● **WHAT TO DO**: From the line that contains "Practice step: point at the black police" through the line that contains "Practice step: point at the concrete", output every line of the listing below exactly and leave out all the rest.
--- RECORDS SHOWN Enclosed Below ---
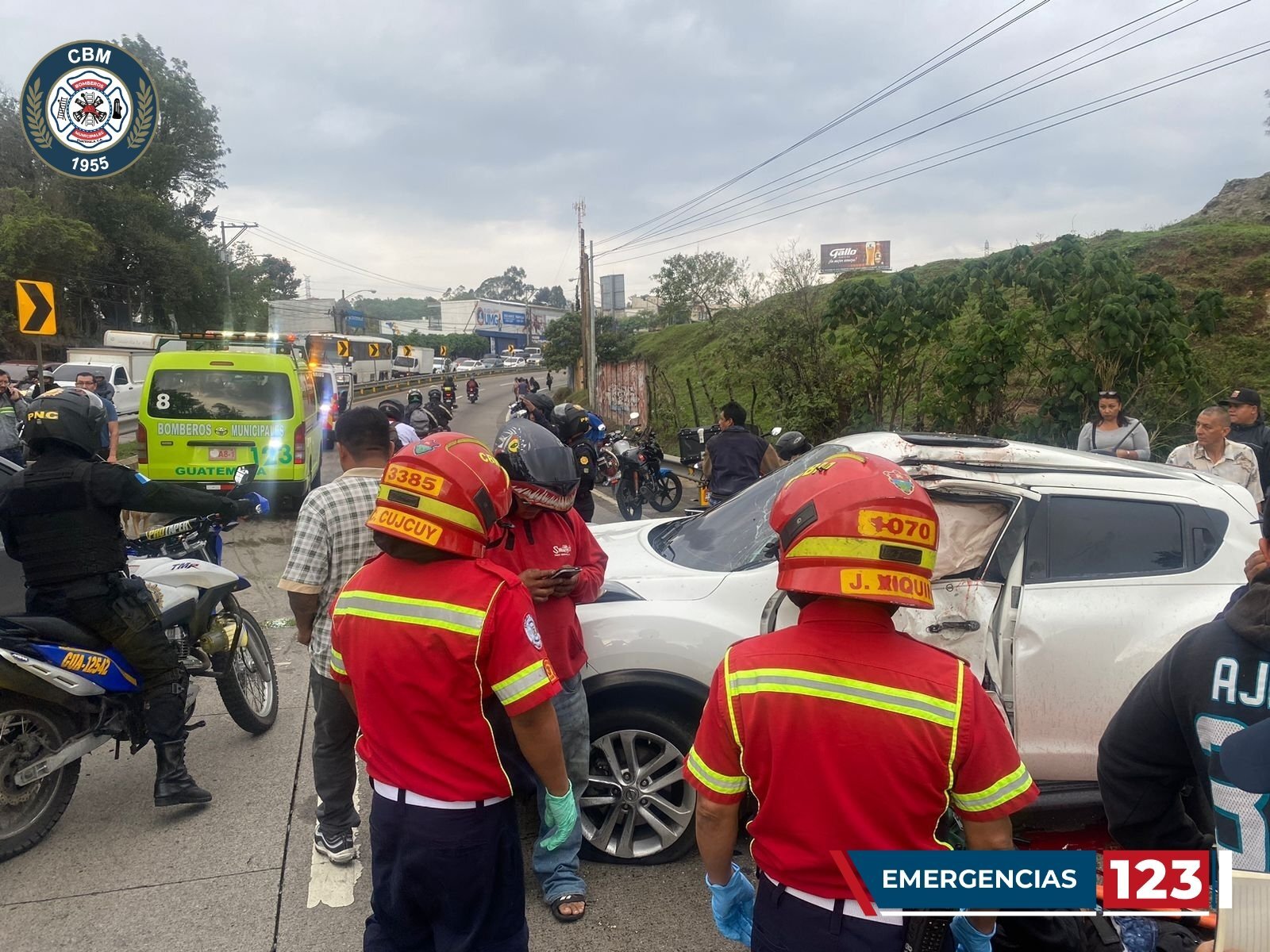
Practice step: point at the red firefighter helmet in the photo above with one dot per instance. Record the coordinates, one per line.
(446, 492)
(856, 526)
--- End of Enclosed RECORDS SHOWN ---
--- RECORDS SHOWN Enclosed Below ---
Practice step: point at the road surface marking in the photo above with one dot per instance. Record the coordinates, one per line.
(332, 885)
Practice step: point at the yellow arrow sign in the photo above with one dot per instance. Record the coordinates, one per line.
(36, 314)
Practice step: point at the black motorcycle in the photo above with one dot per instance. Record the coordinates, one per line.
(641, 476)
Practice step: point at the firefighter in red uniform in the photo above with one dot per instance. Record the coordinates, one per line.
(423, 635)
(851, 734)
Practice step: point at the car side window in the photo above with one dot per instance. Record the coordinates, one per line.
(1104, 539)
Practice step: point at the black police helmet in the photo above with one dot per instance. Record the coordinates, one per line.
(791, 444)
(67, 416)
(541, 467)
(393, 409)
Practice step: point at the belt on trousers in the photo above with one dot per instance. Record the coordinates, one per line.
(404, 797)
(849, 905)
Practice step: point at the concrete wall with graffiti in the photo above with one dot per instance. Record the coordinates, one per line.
--- End of Enclosed RECORDS SHOWN ---
--- RECORDS SHOWN Enclosed Below ---
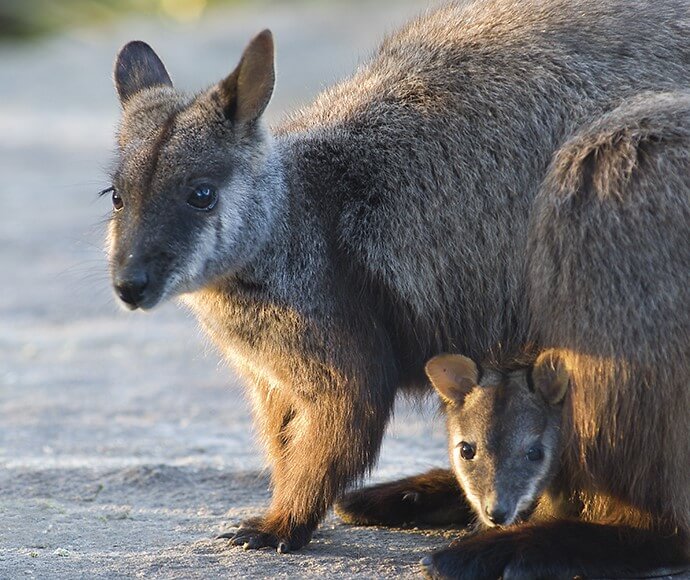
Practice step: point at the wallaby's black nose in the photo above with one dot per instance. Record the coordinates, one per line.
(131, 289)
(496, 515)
--- End of Enclosed RECORDS SHOWN ---
● **ANSWER FOR THE TASK**:
Practice step: point at the black police helmet in the photo above with one dot per instance. Record the coordinates, one per line.
(791, 444)
(67, 416)
(541, 467)
(393, 409)
Practice step: point at the belt on trousers in the photo above with one dot per instance. Record the coordinates, one per line.
(404, 797)
(849, 905)
Practice step: point at the concrete wall with graffiti in the photo above with one dot per instance. Record the coordinates, one per line.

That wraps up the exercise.